== ОТРЫВОК ==
То, что составляет бытие в материальном царстве вещей, есть всего лишь патиччасамуппада, или появление одной вещи в зависимости от другой. Причинность есть всегда самоизменение или становление. Сущность вещи, ее дхарма это ее имманентный закон отношения. Нет бытия, которое менялось бы. Есть только самоизменение или самоформирование. Мы не можем сказать, как философия ньяя, что одна вещь есть причина чего-либо другого. Дело в том, что вещь есть то, что она есть, и не может стать ничем другим. Как мировой процесс связан с сознательным ростом, так и сила причинности связана с внутренним мотивированием. Органический рост типичен для всякого становления. Прошедшее втягивается в движущийся поток. Трудность объяснения внешней причинности обязана своим происхождением тому факту, что во внешнем мире наше познание ограничивается отношениями явлений между собой. Но в нашем внутреннем сознании мы знаем, что наша воля определяет действия. Та же самая сила действует повсюду. Шопенгауэр называет ее "волей". Будда называет ее "кармой". Это единственная реальность, вещь в себе, действием которой является весь мир. Во внешнем мире причинность становится единообразным предшествованием. Это – причина, и когда она дана, происходит что-либо другое. После всех стараний современной философии причинность не получила лучшего определения. Ученые, занимающиеся естествознанием, подобно Карлу Пирсону, просят нас заменить идею причинности категорией соотносительности. Причина и следствие представляют собою раннюю и позднюю стадию непрерывного процесса. Мы описываем ход событий с помощью формулы причинности, но мы не объясняем, почему ход вещей таков, как он есть. Первопричины могут быть областью метафизики, но наблюдение ограничивается вторичными причинами. Цель буддизма – не философское объяснение, но научное описание. Поэтому Будда отвечает на вопрос о причине любого данного состояния вещи, описывая нам условия ее появления, совершенно в духе современной науки.
На причинную эволюцию нельзя смотреть как на механическую последовательность движений, в каковом случае мировой процесс превращается в ряд исчезновений и новых созданий, – это единое состояние, перерабатывающееся в другое состояние или наполняющее его непрестанным биением. Это – определение настоящего прошедшим. Буддизм верит в переходящую причинность, когда одно состояние передает свою паччаясатти, причинную энергию, какому-нибудь вновь зачатому зародышу. Причинные отношения принадлежат к типу таких событий, когда зерно, скажем, вырастает в дерево здесь одно необходимо для другого. Вся жизнь есть сила. Хотя мы никогда не можем видеть действия силы, оно налицо; в сознании мы чувствуем его наличие. Мировой процесс имеет характер самодеятельного развития. Кажется, что он представляет собой ряд непрестанно следующих друг за другом явлений, а между тем он является непрерывным развитием, подобным неделимой мелодии. Существует сцепление прошлого с настоящим, которое в нашем внешнем обращении с природой делится на последовательность состояний "до" и "после". Таким образом, жизнь становится просто сменой одной вещи другою, а причинность превращается в простую последовательность, как утверждает Нагасена.
===
== ПРЕДОСТАВЛЕННЫЕ МАТЕРИАЛЫ ==
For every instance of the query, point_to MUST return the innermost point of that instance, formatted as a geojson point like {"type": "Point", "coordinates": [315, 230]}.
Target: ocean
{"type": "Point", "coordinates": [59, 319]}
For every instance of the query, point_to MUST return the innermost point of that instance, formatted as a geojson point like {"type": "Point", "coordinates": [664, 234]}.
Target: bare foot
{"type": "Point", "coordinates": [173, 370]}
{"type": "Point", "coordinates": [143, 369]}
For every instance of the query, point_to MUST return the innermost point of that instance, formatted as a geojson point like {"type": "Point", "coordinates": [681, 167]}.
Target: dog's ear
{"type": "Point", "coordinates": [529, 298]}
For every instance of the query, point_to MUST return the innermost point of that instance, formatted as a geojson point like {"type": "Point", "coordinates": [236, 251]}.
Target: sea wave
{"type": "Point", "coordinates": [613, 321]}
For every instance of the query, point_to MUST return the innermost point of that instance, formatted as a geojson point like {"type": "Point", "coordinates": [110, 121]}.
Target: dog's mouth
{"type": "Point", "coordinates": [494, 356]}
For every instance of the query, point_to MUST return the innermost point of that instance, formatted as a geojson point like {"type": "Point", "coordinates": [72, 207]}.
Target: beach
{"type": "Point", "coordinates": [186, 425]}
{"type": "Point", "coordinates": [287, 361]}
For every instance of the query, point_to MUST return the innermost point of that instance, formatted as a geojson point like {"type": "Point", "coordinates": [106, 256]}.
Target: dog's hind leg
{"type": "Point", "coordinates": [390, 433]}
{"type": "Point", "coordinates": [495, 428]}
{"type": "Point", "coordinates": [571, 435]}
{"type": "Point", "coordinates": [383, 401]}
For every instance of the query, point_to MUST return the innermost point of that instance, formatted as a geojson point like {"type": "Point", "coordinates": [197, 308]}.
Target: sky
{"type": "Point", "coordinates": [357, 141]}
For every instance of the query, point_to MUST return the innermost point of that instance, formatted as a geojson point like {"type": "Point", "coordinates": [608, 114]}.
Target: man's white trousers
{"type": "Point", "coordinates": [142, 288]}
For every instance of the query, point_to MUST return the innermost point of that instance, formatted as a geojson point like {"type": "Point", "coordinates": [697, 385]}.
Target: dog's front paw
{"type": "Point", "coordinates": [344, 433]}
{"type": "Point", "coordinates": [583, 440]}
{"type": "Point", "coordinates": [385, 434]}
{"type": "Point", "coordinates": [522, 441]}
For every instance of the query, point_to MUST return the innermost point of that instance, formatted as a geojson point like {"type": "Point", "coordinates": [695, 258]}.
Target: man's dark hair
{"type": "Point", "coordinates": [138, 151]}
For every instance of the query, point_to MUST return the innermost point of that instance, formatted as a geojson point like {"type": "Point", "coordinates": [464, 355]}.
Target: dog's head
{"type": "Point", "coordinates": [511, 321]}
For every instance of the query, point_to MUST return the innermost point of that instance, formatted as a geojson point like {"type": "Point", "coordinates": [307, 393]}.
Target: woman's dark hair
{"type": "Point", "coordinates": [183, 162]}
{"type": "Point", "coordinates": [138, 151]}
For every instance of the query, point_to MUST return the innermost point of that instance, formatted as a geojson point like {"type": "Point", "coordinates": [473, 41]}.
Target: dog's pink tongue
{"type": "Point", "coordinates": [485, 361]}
===
ПИСЬМЕННОЕ ЗАДАНИЕ
Кого по имени упоминает отрывок о буддийском понимании причинности? Перечислите всех. Записи здесь никакой роли не играют.

ОТВЕТ К ЗАДАНИЮ
Шопенгауэр, Будда, Карл Пирсон, Нагасена.